━━━━━ Document segment

This year’s prize was awarded to Harald zur Hausen for his discovery of the human papilloma virus, and to Françoise Barré-Sinoussi and Luc Montagnier for their discovery of HIV.

Dr Jenny Best, Emeritus Reader in Virology, King’s College London, said:

“I am delighted to hear that Harold zur Hausen has won part of the Nobel Prize for Medicine. He was the first person to investigate the possible association of human papillomaviruses with cervical cancer. This meant developing new techniques to study these viruses, as they could not be grown in cell cultures. This early work in the 1970s lead to much exciting work on these viruses in many laboratories. Now we have HPV vaccines to prevent infection which may lead to cervical cancer. We also have laboratory tests for these viruses, which can be used with cervical cytology to identify cervical abnormalities.”

━━━━━━━━━━
━━━━━ Data extract

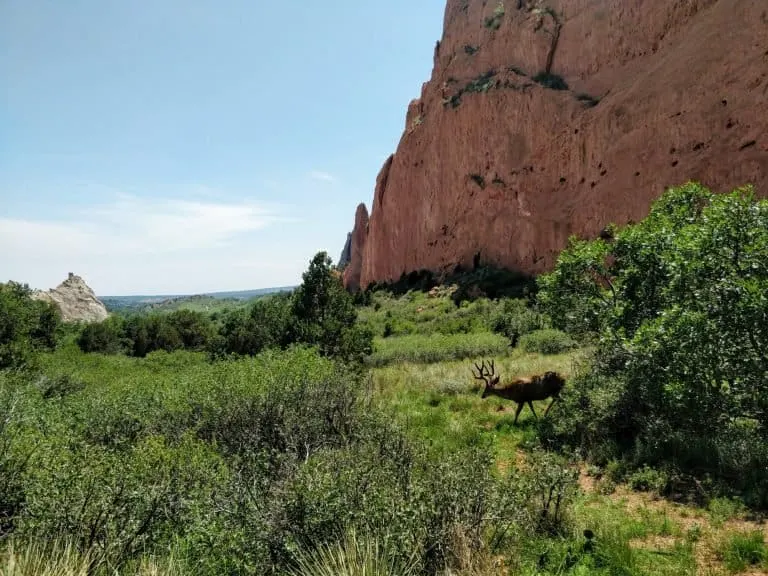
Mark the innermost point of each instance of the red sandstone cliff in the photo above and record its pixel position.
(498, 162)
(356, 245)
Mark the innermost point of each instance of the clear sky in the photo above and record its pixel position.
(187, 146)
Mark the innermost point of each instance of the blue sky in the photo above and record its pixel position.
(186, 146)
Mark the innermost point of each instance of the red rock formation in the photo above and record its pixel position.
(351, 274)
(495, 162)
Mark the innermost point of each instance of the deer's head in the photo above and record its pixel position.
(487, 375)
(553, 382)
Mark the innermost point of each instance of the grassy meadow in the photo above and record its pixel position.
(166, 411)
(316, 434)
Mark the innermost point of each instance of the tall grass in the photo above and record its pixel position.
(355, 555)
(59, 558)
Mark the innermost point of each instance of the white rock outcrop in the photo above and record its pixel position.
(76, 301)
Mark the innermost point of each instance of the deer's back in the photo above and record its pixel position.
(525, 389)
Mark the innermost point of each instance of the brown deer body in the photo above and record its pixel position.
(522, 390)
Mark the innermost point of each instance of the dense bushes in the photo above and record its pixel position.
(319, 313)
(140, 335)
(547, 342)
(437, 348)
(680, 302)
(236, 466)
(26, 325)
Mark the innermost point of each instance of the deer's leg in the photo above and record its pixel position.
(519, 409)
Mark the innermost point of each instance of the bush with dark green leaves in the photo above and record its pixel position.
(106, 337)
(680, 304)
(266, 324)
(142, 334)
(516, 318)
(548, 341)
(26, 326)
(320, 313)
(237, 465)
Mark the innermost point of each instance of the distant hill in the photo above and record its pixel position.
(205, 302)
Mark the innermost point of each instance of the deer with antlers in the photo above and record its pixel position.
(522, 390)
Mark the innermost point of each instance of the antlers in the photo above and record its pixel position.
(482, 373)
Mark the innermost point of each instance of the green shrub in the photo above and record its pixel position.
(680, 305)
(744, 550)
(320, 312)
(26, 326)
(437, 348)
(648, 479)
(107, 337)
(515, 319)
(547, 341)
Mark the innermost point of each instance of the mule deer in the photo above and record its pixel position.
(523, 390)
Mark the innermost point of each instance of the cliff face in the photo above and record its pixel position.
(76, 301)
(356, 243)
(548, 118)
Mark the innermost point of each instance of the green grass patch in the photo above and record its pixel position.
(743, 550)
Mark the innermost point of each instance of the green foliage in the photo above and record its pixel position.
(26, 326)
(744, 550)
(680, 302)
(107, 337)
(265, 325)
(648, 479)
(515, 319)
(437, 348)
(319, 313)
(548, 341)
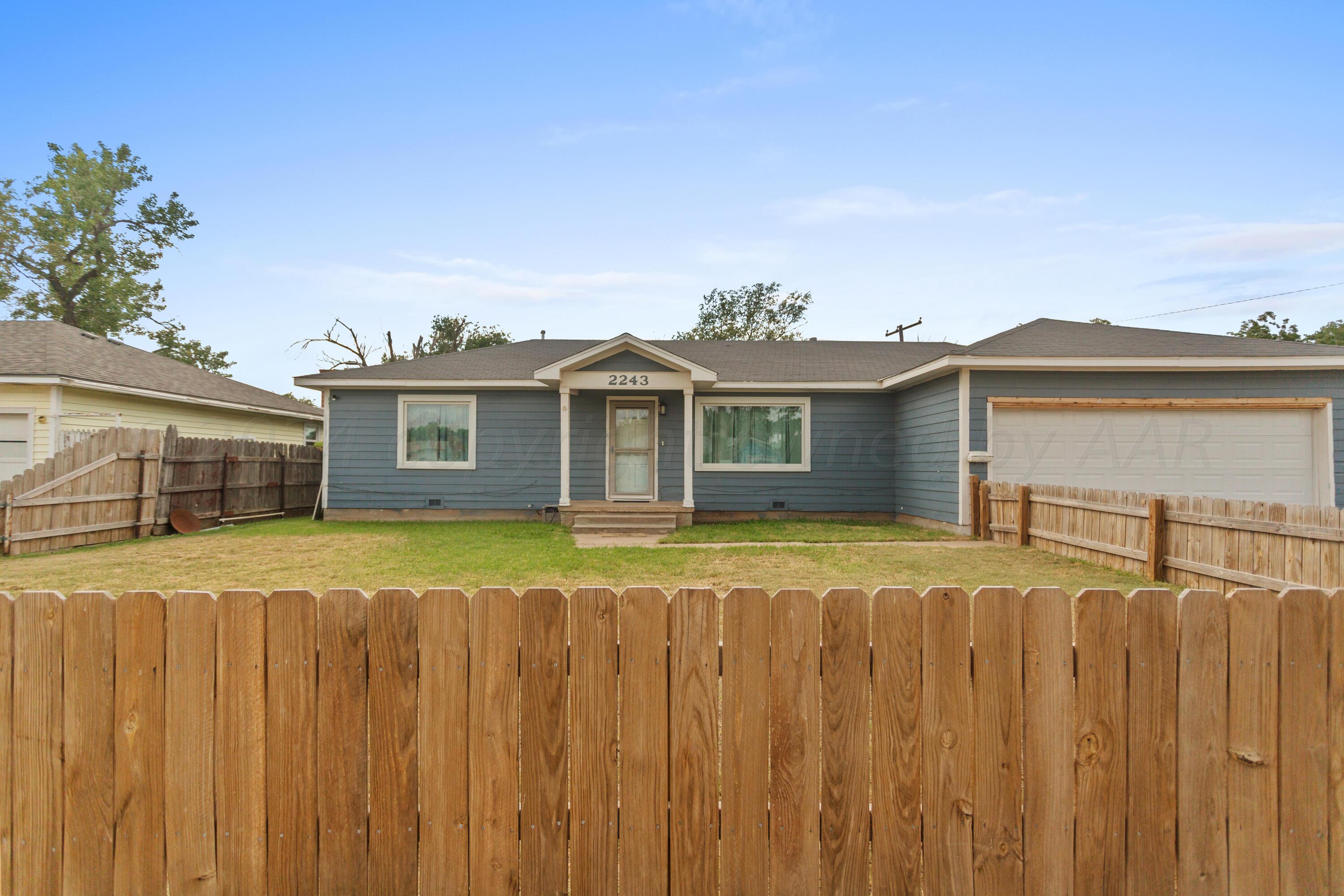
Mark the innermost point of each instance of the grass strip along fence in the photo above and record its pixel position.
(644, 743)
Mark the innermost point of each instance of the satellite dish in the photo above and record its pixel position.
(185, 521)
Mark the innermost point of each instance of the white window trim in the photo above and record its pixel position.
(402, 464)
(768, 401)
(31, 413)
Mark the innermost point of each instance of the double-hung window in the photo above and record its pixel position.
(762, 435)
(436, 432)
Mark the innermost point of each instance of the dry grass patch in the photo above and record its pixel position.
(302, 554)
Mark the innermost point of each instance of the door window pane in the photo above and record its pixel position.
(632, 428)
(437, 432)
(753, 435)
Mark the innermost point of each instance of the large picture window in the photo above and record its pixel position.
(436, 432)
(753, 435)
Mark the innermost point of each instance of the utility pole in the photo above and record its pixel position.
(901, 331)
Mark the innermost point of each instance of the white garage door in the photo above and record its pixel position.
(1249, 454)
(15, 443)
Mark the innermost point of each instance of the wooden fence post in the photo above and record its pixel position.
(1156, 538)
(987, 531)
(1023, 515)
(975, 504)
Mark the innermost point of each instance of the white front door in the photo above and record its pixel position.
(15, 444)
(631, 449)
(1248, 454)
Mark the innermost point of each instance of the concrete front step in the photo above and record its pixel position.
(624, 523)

━━━━━━━━━━
━━━━━ Data extract

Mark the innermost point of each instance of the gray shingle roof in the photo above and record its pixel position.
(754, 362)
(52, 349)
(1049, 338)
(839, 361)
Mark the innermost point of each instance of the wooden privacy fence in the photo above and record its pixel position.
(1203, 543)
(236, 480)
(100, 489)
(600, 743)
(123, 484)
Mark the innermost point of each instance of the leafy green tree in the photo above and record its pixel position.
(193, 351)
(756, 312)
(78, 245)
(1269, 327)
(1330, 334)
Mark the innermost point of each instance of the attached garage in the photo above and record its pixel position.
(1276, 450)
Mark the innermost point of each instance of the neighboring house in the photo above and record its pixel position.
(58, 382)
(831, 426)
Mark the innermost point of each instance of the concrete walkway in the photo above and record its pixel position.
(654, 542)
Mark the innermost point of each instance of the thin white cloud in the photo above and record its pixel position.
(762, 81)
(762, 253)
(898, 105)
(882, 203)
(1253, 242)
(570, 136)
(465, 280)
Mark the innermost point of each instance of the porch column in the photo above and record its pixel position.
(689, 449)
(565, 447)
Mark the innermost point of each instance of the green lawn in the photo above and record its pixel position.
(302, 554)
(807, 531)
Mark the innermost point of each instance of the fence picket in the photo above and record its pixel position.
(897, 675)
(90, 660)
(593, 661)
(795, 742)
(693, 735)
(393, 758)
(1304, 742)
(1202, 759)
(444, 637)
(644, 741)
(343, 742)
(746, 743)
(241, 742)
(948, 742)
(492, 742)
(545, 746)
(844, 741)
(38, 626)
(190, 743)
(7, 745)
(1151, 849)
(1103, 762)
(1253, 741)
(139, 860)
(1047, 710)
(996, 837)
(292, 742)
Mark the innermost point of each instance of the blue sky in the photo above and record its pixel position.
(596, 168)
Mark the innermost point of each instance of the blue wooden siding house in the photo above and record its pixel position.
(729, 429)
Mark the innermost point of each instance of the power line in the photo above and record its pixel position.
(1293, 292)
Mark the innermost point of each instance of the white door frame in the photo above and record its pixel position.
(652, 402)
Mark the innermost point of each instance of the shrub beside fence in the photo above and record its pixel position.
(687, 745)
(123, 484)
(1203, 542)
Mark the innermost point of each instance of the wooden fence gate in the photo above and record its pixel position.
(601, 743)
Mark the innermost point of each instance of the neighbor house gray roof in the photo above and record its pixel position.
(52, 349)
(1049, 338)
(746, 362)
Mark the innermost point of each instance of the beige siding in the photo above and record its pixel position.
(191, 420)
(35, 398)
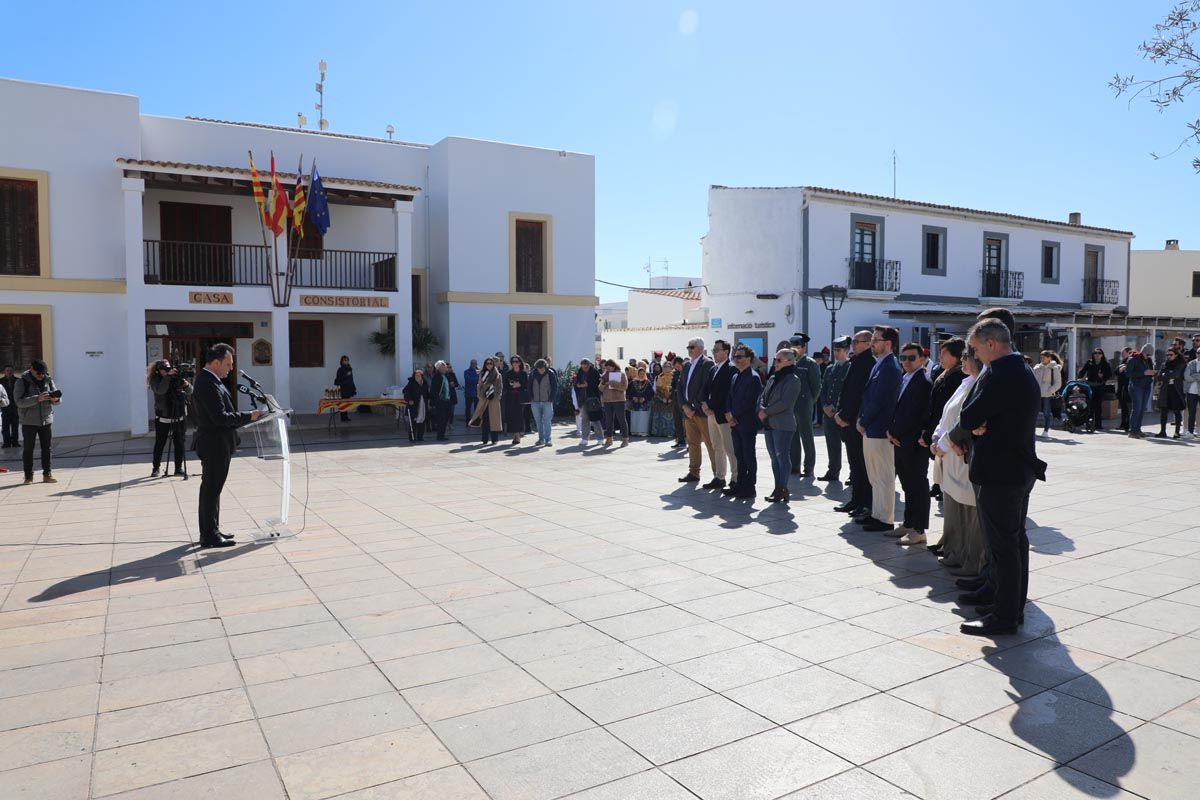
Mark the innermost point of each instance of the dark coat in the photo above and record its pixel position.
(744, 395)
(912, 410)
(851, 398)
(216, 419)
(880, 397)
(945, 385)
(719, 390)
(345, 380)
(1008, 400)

━━━━━━━━━━
━━━━━ Data extract

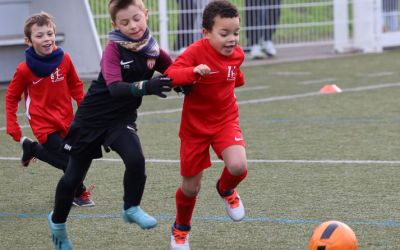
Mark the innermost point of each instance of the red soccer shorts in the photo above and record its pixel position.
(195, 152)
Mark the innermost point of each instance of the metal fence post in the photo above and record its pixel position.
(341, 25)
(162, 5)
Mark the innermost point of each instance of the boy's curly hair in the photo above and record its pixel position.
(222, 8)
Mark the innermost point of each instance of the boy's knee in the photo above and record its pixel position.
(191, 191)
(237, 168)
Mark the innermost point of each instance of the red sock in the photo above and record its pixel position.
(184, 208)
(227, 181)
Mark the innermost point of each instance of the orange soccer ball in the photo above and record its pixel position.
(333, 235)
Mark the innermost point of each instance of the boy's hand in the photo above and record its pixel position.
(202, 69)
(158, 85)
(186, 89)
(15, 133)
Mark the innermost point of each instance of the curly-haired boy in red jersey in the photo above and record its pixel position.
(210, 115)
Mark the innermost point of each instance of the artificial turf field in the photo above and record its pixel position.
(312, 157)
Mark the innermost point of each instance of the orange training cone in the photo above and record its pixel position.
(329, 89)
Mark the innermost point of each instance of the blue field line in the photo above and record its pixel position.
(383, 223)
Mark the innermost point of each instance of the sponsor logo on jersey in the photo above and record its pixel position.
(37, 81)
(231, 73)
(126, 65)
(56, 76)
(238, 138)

━━━━━━━━━━

[Requirement 1]
In the text on the Nobel Prize for the HPV and HIV discoveries, what position does Jenny Best hold?
[Requirement 2]
Extend the text on the Nobel Prize for the HPV and HIV discoveries, starting after its final sentence.

[Written answer 1]
Emeritus Reader in Virology at King's College London.

[Written answer 2]
Dr Adriano Boasso, Research Fellow, Faculty of Medicine, Imperial College and Wellcome Trust Research Career Development Fellow, said:

“Two seminal discoveries for both the fields of virology and immunology, yet medical research on these two viruses appears to have followed two different fates. Isolating the causing agent of an infectious disease is the single most important step toward developing a vaccine. The availability of a vaccine against HPV is now a reality thanks to the original discovery of the virus by Harald zur Hausen. HIV vaccine research has instead recently suffered the failure of promising clinical trials, but there is no doubt that the discovery of HIV by Françoise Barré-Sinoussi and Luc Montagnier will be the pillar on which an efficient vaccine will eventually be built.”

Dr Nicholas Kitchin, UK Medical Director Sanofi Pasteur MSD, said:

“Prof zur Hausen’s work linking human papillomavirus (HPV) with cervical cancer in women has had a great impact on our understanding of the virus and the disease it causes.

“His discoveries have allowed others to innovate, specifically in the development of the HPV virus-like particle contained in HPV vaccines. HPV vaccination is increasingly recognised as an important public health tool in tandem with cervical screening, used to prevent cervical cancer across Europe and the rest of the world.”